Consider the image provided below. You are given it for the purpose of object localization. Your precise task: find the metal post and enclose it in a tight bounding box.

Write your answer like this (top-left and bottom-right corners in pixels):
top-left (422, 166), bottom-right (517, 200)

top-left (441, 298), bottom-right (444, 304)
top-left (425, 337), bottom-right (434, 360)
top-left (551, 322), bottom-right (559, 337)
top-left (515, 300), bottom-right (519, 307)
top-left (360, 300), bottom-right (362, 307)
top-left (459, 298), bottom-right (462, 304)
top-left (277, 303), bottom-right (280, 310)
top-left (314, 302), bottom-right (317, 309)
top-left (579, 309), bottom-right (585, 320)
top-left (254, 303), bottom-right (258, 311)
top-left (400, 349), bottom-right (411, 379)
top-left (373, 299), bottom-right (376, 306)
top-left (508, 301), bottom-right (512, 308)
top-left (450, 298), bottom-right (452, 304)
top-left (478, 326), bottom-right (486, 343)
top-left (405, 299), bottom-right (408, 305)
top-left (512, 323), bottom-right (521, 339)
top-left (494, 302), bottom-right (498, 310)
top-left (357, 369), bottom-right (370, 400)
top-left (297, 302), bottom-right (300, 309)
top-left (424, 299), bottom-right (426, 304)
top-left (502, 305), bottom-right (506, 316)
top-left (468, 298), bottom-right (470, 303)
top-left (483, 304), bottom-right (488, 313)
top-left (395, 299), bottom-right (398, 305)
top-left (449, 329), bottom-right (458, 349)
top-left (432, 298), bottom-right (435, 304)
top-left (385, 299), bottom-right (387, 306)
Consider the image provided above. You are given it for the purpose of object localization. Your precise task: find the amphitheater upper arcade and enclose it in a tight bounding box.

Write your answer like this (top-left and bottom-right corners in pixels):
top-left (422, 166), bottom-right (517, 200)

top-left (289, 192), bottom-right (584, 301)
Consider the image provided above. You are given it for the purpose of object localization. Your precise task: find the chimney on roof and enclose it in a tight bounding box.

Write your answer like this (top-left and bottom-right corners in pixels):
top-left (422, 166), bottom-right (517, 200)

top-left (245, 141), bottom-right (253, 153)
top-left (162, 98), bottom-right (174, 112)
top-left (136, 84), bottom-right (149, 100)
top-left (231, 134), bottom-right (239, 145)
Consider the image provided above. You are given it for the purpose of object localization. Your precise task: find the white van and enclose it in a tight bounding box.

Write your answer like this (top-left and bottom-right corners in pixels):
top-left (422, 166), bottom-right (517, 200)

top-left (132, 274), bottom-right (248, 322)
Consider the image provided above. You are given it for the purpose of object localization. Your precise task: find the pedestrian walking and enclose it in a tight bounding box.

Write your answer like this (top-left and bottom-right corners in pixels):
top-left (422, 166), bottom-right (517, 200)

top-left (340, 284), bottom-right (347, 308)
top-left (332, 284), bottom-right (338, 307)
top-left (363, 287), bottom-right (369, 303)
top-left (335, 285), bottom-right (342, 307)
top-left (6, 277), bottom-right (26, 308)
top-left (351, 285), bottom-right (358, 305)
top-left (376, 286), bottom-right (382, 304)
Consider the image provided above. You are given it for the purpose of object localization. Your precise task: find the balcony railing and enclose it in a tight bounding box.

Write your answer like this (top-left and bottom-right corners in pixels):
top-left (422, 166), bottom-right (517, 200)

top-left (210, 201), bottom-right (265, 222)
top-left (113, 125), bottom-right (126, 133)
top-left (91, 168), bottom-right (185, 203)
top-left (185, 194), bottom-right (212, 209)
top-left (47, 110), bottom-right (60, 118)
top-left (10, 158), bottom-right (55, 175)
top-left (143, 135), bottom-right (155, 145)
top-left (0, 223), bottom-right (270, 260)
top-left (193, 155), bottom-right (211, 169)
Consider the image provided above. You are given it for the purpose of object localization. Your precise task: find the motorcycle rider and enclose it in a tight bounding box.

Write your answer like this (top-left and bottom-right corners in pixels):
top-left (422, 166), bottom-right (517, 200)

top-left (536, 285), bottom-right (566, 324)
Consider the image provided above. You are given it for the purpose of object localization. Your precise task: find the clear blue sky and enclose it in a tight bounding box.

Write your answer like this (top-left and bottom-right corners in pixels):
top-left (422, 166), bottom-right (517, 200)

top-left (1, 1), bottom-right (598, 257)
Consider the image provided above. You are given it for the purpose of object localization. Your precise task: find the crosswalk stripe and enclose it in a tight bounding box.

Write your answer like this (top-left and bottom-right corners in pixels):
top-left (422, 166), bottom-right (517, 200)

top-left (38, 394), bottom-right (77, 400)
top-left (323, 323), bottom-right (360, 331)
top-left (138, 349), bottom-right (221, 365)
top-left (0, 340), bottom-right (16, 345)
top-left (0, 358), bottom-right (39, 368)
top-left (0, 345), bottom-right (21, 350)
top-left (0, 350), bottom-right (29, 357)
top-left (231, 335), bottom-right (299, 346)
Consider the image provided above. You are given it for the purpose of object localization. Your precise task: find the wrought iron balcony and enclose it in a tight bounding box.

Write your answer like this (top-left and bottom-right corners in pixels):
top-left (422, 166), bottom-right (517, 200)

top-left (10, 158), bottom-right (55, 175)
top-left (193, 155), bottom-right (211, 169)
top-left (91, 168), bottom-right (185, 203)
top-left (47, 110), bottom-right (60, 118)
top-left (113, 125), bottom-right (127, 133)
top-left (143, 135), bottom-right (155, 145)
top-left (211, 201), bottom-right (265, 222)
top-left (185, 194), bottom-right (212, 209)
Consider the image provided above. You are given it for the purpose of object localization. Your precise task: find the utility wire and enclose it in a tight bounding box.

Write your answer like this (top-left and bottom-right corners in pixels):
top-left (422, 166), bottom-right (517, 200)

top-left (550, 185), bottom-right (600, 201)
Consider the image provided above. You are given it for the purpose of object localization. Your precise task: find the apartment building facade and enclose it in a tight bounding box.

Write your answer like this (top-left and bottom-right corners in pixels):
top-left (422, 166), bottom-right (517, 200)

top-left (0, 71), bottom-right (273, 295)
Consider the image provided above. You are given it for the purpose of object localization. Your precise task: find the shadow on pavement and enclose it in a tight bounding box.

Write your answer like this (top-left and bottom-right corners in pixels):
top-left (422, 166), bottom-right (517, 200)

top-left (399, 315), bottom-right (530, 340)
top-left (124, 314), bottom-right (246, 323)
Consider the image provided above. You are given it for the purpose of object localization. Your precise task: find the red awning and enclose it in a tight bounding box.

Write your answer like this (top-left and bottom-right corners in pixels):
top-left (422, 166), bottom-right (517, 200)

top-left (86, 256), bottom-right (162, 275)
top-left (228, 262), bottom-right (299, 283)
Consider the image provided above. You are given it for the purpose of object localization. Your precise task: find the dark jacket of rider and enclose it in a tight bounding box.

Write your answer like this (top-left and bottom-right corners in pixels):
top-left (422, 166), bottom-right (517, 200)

WORK REQUIRED
The word "rider" may appear on some lines of these records; state how many such lines there are, and nothing else.

EXERCISE SOLUTION
2